----- Exercise passage -----
NORTH AUGUSTA, S.C. - Many community leaders here
welcome a possible $4 billion plutonium pit facility at the Savannah
River Site, saying it would bring hundreds of new jobs, but
environmentalists aren't sure it's worth the health risk.
The Department of Energy is expected to decide in April on the
pit project, and choose from among SRS and four other sites. A
public meeting on an environmental study of the pit plant will be
held Monday in North Augusta.
An initial screening by the Energy Department ranked SRS second,
behind the Los Alamos, N.M., National Laboratory. Other sites being
weighed are the government's Pantex Plant near Amarillo, Texas; the
Waste Isolation Pilot Plant near Carlsbad, N.M.; and the Nevada Test
Site near Las Vegas.
Protesters showed up Tuesday at the Los Alamos, N.M., site. The
South Carolina meeting, however, promises a more welcoming group of
politicians, civic leaders and economic-development officials.
The new facility could offer as many as 1,800 new jobs for up to
50 years. SRS now employs more than 13,000 people.
"There is no nuclear Department of Energy site in the country
whose community supports it more strongly. I guarantee you we'll
have every mayor within 50 miles there supporting it," said Mal
McKibben, a retired SRS nuclear chemist and director of the
pro-nuclear Citizens for Nuclear Technology Awareness in Aiken.
While Texas and New Mexico have the support of powerful Western
senators, SRS offers a unique 50-year history of handling
plutonium.
For decades SRS supplied the nation's nuclear arsenal with
plutonium, producing 36 tons between 1953 and 1988. Since then the
site's chief mission has been cleaning up and stabilizing the
millions of gallons of waste left behind.
"SRS is all about plutonium. So I've got to say it looks like the
logical choice, if you follow that line of reasoning, which we
don't," said Glenn Carroll of Georgians Against Nuclear Energy.
Opponents like Carroll don't believe the U.S. needs more
weaponry. More than 12,000 pits already are stored at Pantex, where
nuclear weapons are assembled.
More than 125 advocacy groups urged Congress last month to block
the pit plant, saying it would waste money, endanger the public and
pose a security risk.
DOE's National Nuclear Security Administration says its weapons
are aging. While no significant degradation has been detected, an
agency report said last month, the nation's nuclear stockpile could
become unreliable as impurities and corrosion accumulate.
-----
Resume the news article on the proposed plutonium pit facility at the Savannah River Site, starting after its last sentence.
----- Recorded data -----
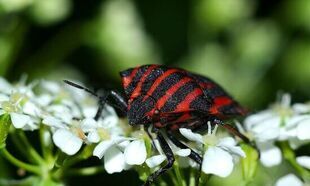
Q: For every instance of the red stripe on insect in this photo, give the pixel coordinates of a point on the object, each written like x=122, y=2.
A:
x=184, y=117
x=158, y=82
x=137, y=90
x=206, y=85
x=185, y=104
x=161, y=102
x=220, y=102
x=128, y=79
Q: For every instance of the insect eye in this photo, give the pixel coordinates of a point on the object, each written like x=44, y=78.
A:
x=156, y=112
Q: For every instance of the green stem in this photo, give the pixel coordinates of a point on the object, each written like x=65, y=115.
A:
x=172, y=176
x=32, y=152
x=289, y=155
x=180, y=180
x=46, y=146
x=192, y=178
x=203, y=179
x=85, y=171
x=18, y=163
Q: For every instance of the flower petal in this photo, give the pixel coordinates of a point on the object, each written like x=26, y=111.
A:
x=290, y=180
x=53, y=122
x=270, y=155
x=187, y=133
x=19, y=120
x=102, y=147
x=93, y=137
x=67, y=141
x=135, y=153
x=114, y=160
x=5, y=86
x=154, y=161
x=183, y=152
x=217, y=161
x=304, y=161
x=301, y=108
x=31, y=109
x=88, y=124
x=303, y=129
x=229, y=144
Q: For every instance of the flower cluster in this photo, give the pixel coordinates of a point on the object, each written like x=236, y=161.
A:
x=281, y=122
x=276, y=126
x=69, y=115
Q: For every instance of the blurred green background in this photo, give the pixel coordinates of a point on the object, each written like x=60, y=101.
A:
x=254, y=49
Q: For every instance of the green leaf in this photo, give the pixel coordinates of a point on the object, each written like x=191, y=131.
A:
x=5, y=123
x=249, y=164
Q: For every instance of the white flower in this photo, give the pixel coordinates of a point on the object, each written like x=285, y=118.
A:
x=218, y=158
x=280, y=122
x=23, y=112
x=156, y=160
x=290, y=180
x=304, y=161
x=270, y=155
x=120, y=152
x=69, y=137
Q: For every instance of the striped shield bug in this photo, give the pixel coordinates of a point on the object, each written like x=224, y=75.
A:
x=167, y=99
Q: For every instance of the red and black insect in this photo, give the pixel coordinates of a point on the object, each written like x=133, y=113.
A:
x=168, y=99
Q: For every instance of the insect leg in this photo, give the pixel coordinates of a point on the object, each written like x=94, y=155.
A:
x=232, y=130
x=120, y=101
x=170, y=158
x=193, y=155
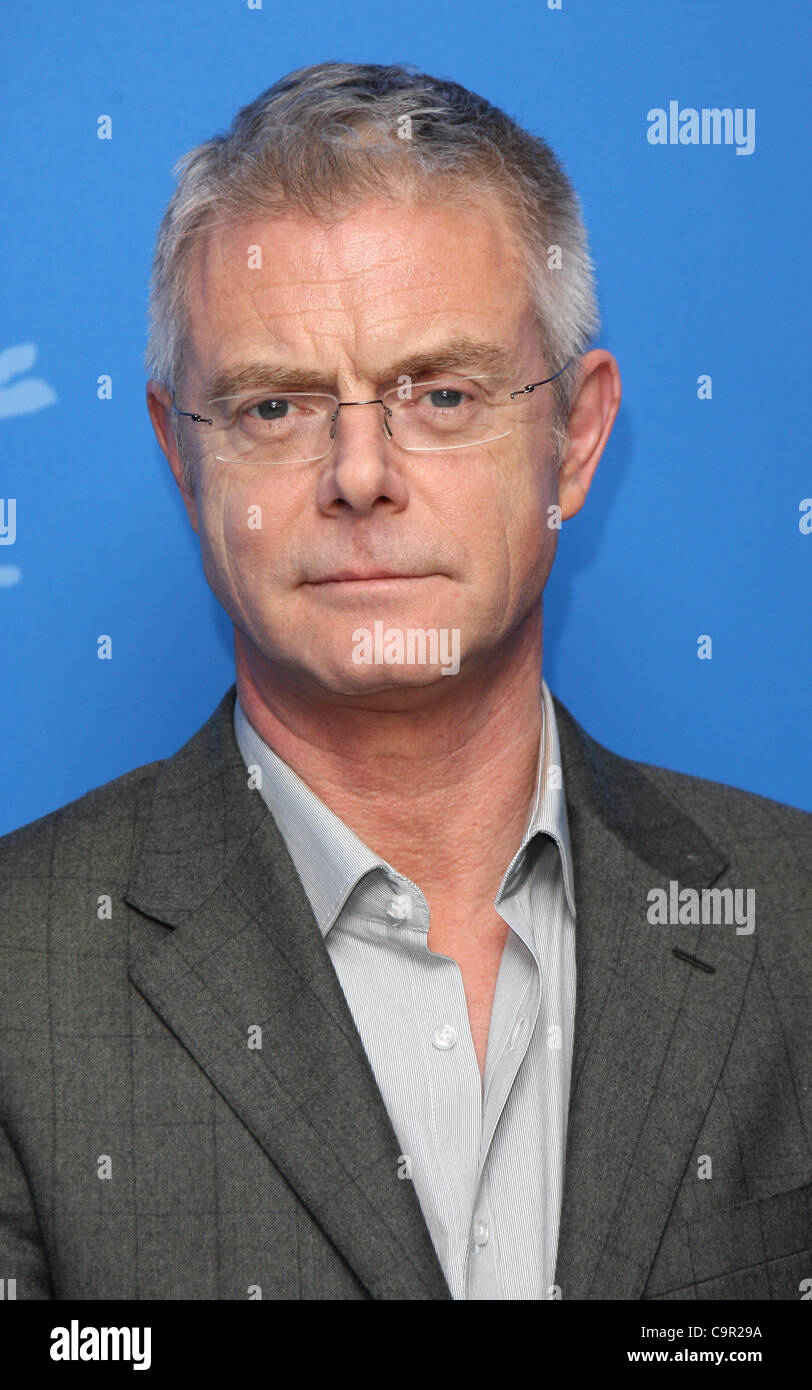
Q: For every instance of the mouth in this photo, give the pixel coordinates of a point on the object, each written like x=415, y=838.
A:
x=366, y=577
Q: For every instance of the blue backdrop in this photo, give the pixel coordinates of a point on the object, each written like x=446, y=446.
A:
x=695, y=523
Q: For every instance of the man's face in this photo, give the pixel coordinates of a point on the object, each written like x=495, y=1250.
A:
x=466, y=531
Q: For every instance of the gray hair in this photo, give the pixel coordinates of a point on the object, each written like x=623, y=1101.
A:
x=327, y=138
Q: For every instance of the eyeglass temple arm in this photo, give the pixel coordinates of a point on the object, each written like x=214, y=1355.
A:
x=541, y=382
x=189, y=413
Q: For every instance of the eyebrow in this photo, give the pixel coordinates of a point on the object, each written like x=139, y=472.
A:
x=459, y=353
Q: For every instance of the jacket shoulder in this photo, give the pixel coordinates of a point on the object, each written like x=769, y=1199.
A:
x=734, y=818
x=99, y=831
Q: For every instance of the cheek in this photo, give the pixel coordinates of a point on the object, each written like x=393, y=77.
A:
x=237, y=524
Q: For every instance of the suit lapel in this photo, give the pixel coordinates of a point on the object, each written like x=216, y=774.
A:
x=245, y=950
x=650, y=1039
x=651, y=1030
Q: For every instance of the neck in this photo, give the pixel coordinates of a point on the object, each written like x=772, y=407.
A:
x=441, y=794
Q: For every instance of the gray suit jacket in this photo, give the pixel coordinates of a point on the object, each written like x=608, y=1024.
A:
x=146, y=1151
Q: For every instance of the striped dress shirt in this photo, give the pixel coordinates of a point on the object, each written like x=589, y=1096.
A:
x=485, y=1155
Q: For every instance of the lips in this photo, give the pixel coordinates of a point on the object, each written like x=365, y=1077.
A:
x=360, y=576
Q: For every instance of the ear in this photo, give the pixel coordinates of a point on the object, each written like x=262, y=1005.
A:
x=590, y=424
x=159, y=402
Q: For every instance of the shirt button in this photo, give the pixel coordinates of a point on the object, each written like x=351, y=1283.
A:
x=480, y=1233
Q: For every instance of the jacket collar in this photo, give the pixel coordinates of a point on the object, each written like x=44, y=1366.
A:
x=651, y=1032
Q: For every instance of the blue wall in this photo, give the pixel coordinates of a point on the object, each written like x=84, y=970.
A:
x=693, y=523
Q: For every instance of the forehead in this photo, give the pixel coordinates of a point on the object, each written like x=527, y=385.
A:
x=383, y=277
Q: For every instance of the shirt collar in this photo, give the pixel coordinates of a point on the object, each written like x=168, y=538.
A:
x=331, y=859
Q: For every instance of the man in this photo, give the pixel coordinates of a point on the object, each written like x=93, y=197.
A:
x=377, y=987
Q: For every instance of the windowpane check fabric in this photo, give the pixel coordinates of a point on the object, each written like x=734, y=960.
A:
x=487, y=1161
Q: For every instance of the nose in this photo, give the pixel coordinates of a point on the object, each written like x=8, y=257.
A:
x=362, y=470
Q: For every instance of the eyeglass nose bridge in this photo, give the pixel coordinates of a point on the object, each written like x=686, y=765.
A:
x=376, y=402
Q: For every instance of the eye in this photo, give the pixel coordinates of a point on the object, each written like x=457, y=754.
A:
x=444, y=396
x=273, y=407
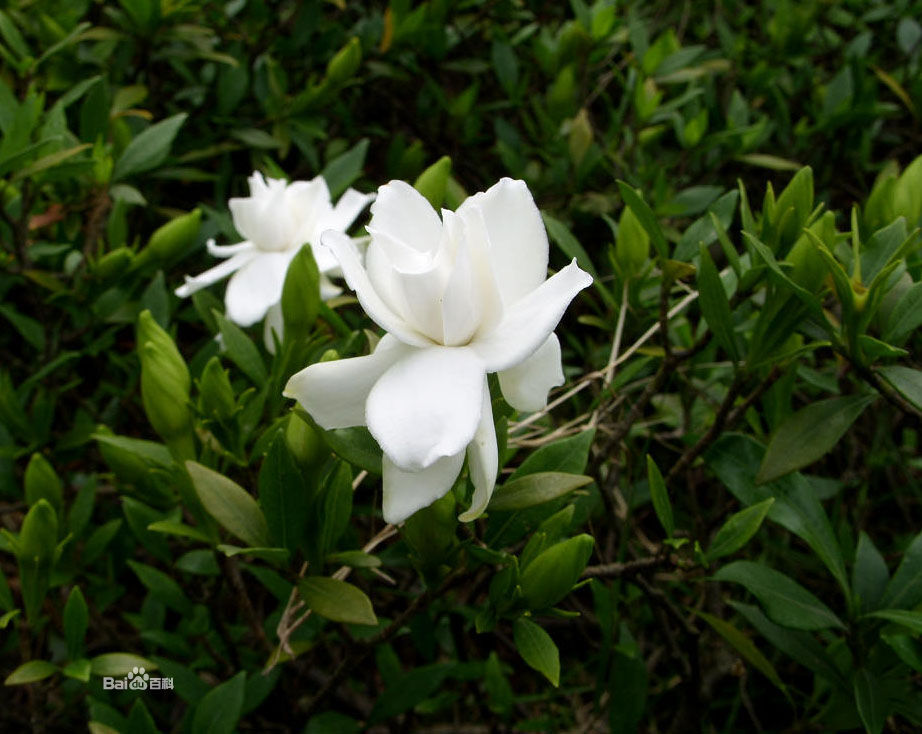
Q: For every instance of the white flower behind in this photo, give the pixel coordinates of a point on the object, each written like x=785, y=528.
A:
x=276, y=219
x=460, y=297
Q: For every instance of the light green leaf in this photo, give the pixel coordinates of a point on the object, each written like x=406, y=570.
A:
x=786, y=602
x=809, y=434
x=537, y=649
x=534, y=489
x=231, y=505
x=149, y=149
x=738, y=529
x=116, y=664
x=337, y=600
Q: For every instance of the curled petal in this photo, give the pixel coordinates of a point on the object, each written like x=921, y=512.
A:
x=526, y=324
x=334, y=393
x=518, y=247
x=342, y=216
x=349, y=261
x=427, y=405
x=526, y=385
x=482, y=459
x=405, y=492
x=218, y=272
x=227, y=250
x=401, y=213
x=255, y=287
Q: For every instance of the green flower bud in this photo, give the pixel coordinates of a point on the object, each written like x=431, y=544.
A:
x=433, y=182
x=303, y=441
x=549, y=578
x=345, y=63
x=165, y=384
x=113, y=264
x=301, y=294
x=42, y=482
x=171, y=240
x=215, y=391
x=632, y=249
x=580, y=137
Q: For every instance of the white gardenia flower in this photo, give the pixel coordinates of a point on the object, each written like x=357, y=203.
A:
x=460, y=297
x=276, y=219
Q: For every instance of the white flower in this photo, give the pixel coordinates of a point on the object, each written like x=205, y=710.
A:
x=459, y=297
x=276, y=219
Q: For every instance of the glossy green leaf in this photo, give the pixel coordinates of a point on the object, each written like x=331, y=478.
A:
x=537, y=649
x=231, y=505
x=809, y=434
x=738, y=529
x=785, y=601
x=534, y=489
x=660, y=497
x=337, y=600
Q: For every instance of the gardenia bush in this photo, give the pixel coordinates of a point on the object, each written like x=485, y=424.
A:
x=560, y=371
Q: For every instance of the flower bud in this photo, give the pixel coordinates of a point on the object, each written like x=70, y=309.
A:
x=301, y=294
x=632, y=248
x=170, y=240
x=303, y=442
x=215, y=391
x=549, y=578
x=345, y=63
x=433, y=182
x=165, y=384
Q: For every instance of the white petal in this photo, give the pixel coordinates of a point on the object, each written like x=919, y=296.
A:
x=403, y=214
x=349, y=206
x=213, y=275
x=518, y=240
x=526, y=385
x=529, y=322
x=483, y=460
x=255, y=287
x=334, y=393
x=348, y=256
x=406, y=492
x=427, y=405
x=227, y=250
x=274, y=322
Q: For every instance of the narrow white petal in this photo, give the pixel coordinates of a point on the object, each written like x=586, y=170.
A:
x=427, y=405
x=227, y=250
x=528, y=323
x=518, y=240
x=483, y=460
x=356, y=277
x=255, y=287
x=403, y=214
x=213, y=275
x=526, y=385
x=274, y=323
x=334, y=393
x=349, y=206
x=406, y=492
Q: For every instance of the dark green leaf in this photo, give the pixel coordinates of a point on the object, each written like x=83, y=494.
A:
x=786, y=602
x=809, y=434
x=537, y=649
x=337, y=600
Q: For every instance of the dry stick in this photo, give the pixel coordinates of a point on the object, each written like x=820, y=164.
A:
x=588, y=378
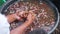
-----
Your response >>
The nation hasn't had a source of pits since the DOE's Rocky
Flats plant in Golden, Colo., was shut down in 1989. As an interim
measure, Los Alamos will begin making up to 20 pits a year in 2007.
The full-scale plant will make 125 to 450 a year.
SRS currently recycles tritium from dismantled weapons, and in
2007 will open a new tritium-extraction facility. It also has also
been chosen as the site of a new plant to make mixed-oxide, or MOX,
fuel, using 34 metric tons of surplus weapons plutonium.
Unlike former Democratic Gov. Jim Hodges, who threatened to lie
down in front of incoming tractor-trailers bearing plutonium, new
Republican Gov. Mark Sanford has embraced the plant projects.
Within a week of taking office in January, Sanford met with U.S.
Energy Secretary Spencer Abraham to support both the MOX and
plutonium-pit projects.
"From an economic development and quality-of-life standpoint, the
governor has been very involved," said spokesman Will Folks. "He
sees it as an opportunity for Savannah River to have a new
mission."
Not everyone is happy about the plant's possible new mission. The
Rev. Charles Utley leads a nearby community group in Augusta, Ga.,
whose members have complained for years that chemicals from
surrounding industries have tainted their neighborhoods.
"They're afraid," said Utley, community organizer for the Blue
Ridge Environmental Defense League. "Patriotism is fine and jobs are
fine, but good health would supersede both of them."